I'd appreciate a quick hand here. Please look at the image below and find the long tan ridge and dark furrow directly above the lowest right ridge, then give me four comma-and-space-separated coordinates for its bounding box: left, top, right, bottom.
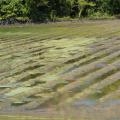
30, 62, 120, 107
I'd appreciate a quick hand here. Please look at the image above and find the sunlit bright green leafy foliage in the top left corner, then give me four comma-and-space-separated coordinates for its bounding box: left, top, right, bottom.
---
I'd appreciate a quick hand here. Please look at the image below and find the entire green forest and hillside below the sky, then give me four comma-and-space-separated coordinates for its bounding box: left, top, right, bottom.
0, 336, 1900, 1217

Task description
Using the entries above, transcribe exactly from the line that has "find the long" through the line that has "the image above". Pictures are dropped.

Exercise solution
I'd appreciate a quick hand here. Please look at the image below and find the long tan ridge and dark furrow directly above the lowest right ridge, then give me four comma-and-space-separated coordinates for its bounding box: left, top, right, bottom.
30, 62, 120, 107
I'd appreciate a quick hand here. Please look at the image above and find the sunlit bright green leafy foliage in the top left corner, then give me four comma-and-space-separated coordinates for its bounding box: left, top, right, bottom.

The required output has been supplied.